■ ASSIGNMENT: Please filter the data below down to the lines holding the string "black".

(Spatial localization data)
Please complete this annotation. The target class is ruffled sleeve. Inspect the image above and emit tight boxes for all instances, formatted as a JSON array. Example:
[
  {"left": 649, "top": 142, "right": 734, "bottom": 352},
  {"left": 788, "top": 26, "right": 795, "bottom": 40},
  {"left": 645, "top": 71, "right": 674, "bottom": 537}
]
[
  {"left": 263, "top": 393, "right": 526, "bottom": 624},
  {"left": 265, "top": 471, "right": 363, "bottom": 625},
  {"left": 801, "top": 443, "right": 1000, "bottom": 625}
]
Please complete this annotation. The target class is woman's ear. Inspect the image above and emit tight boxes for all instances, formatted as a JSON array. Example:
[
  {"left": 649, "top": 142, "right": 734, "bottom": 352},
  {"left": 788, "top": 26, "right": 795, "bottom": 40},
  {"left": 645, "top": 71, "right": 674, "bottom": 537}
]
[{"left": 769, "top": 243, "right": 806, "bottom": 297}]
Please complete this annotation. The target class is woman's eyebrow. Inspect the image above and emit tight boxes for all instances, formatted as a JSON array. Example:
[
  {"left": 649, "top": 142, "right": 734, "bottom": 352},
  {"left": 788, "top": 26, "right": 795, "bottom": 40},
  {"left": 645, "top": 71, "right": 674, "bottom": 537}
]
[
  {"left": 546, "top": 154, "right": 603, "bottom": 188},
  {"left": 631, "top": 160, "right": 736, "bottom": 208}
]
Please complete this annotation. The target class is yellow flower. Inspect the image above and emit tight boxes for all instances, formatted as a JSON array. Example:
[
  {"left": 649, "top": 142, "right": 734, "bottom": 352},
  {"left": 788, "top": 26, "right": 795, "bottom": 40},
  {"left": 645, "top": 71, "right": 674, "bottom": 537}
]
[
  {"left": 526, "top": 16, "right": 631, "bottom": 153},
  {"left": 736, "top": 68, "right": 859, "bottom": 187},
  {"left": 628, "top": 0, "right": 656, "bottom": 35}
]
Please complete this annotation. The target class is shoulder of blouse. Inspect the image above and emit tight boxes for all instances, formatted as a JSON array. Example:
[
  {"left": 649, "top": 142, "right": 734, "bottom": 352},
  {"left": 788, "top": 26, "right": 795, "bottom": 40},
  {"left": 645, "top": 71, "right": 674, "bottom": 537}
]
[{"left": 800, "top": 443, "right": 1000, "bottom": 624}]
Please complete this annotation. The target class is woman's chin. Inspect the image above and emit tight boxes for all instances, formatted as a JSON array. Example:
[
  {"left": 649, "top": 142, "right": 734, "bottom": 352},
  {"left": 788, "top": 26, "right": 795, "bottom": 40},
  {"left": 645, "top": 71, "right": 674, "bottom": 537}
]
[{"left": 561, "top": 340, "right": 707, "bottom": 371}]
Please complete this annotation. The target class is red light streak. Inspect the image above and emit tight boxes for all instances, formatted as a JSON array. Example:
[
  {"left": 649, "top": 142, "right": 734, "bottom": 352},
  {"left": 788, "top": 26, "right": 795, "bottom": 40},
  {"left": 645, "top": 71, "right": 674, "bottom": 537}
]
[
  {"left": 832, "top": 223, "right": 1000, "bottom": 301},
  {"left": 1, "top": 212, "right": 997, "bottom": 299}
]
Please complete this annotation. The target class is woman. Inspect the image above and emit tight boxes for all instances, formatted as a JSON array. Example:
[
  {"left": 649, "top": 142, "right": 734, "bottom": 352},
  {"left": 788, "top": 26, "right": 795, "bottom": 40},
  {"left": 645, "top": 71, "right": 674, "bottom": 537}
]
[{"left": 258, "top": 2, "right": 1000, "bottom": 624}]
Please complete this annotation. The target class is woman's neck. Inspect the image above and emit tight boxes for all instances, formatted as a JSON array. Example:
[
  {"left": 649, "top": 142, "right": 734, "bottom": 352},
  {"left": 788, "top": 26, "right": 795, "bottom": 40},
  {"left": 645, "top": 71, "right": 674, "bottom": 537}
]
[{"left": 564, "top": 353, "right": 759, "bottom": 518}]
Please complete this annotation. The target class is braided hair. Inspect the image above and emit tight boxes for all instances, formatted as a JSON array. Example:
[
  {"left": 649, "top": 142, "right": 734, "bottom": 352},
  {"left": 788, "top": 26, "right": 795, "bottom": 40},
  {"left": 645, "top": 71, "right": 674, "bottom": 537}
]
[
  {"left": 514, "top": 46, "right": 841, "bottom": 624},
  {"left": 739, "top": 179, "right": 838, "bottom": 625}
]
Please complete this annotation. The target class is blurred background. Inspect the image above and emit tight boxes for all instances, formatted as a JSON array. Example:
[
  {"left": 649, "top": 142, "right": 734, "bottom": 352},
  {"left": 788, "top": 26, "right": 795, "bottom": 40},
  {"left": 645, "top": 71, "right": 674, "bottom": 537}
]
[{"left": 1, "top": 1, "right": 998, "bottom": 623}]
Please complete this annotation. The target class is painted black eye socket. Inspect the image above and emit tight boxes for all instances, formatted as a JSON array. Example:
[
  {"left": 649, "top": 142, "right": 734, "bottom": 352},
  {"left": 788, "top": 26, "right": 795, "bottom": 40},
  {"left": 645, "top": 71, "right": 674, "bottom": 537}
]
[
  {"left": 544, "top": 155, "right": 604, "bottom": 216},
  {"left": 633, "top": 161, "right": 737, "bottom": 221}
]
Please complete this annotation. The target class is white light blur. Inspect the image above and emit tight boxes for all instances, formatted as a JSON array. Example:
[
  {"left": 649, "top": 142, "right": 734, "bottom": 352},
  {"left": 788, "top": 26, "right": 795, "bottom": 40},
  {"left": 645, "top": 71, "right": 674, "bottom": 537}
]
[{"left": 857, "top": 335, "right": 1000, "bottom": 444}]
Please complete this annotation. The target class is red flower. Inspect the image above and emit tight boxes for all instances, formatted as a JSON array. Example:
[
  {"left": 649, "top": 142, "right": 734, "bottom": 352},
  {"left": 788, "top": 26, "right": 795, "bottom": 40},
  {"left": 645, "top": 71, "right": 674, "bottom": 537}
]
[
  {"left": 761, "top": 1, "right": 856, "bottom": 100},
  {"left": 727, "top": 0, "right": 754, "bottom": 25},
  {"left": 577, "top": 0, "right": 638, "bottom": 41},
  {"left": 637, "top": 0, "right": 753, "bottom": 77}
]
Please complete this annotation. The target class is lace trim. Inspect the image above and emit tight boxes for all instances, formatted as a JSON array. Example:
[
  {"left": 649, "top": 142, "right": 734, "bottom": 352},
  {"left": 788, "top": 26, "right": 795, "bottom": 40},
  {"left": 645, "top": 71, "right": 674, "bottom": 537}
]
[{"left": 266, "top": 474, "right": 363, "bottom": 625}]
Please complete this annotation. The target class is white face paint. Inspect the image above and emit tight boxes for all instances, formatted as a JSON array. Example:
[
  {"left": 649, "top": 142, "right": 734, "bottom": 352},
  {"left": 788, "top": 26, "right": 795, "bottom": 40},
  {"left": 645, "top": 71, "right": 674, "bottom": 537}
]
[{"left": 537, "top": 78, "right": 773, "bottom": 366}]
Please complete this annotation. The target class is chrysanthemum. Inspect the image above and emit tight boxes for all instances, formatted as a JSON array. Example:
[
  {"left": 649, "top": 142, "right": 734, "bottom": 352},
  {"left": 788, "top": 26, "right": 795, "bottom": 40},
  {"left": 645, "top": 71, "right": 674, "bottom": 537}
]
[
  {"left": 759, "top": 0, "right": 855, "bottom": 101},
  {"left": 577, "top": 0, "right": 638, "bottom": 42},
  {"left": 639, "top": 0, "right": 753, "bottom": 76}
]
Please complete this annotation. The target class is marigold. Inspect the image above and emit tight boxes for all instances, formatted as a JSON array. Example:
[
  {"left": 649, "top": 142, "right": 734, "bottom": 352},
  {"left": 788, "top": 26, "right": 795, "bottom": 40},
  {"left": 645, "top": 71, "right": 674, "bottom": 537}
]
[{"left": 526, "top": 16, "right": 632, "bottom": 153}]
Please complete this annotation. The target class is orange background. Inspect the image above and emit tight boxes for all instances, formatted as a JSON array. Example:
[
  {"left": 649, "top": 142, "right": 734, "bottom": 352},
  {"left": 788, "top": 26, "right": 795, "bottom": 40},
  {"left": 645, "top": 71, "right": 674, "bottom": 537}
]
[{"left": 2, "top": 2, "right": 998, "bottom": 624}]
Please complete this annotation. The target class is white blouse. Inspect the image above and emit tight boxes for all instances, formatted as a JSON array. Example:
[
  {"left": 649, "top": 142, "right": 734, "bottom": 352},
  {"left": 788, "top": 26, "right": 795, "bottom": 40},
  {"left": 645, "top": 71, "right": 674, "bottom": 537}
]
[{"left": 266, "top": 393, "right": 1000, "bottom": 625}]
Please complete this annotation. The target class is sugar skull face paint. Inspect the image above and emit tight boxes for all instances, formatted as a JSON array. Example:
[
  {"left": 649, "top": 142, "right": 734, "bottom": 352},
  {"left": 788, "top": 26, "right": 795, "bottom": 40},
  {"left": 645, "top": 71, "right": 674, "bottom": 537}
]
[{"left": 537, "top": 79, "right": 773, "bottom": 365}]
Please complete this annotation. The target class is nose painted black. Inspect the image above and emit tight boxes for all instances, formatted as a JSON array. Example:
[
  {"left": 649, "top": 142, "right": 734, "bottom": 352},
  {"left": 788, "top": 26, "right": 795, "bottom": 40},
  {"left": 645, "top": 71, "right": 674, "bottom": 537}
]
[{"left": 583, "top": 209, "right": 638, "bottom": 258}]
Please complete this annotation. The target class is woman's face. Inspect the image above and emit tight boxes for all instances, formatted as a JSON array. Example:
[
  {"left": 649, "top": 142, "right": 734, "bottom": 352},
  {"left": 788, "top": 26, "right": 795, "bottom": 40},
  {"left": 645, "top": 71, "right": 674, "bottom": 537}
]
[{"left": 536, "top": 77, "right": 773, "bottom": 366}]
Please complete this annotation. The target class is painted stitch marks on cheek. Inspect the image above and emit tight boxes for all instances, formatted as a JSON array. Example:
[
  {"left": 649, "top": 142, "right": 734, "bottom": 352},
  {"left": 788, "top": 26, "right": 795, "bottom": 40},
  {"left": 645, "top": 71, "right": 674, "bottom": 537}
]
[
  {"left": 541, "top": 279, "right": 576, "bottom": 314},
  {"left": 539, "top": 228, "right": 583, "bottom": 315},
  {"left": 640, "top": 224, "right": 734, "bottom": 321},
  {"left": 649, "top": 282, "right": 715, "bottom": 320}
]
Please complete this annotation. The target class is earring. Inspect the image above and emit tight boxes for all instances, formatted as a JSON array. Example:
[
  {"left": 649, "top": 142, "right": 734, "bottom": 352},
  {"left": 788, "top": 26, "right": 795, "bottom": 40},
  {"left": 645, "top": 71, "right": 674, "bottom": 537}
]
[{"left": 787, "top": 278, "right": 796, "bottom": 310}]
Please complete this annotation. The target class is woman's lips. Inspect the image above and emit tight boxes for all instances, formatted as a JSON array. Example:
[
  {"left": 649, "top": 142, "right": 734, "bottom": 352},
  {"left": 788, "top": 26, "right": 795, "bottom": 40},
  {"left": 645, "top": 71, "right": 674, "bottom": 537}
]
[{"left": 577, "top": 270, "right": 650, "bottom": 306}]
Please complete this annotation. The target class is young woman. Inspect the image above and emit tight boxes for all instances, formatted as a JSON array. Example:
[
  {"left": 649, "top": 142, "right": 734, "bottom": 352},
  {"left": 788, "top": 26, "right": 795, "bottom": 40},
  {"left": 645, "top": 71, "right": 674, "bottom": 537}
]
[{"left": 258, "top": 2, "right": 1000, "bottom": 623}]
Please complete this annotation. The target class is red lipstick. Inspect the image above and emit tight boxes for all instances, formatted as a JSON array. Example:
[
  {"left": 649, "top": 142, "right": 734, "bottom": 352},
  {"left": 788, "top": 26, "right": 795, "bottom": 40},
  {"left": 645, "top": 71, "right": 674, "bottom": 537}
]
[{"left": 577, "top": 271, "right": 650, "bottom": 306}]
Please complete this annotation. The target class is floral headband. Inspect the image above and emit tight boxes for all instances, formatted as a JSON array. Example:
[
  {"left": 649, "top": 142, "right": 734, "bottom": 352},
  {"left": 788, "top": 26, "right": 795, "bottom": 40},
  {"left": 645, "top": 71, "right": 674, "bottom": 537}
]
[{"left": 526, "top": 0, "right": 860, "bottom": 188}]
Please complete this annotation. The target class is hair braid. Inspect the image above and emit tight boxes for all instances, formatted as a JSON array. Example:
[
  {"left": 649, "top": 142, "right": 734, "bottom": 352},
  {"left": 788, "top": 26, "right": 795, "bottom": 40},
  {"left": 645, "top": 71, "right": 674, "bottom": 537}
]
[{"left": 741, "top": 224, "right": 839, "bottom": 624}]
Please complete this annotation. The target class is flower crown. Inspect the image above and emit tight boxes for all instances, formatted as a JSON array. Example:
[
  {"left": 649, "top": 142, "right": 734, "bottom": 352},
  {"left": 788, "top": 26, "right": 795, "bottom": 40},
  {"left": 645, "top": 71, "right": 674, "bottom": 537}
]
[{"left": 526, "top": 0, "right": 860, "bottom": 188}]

■ ANSWER TO THE PROBLEM:
Please complete this annotation. The target class is painted black eye socket. Inspect the image above and emit tight boxes for all instances, formatted as a JSON array. Example:
Please complete this annotation. The target class is nose painted black. Inspect the image above and emit tight boxes for all instances, formatted as a JSON array. Example:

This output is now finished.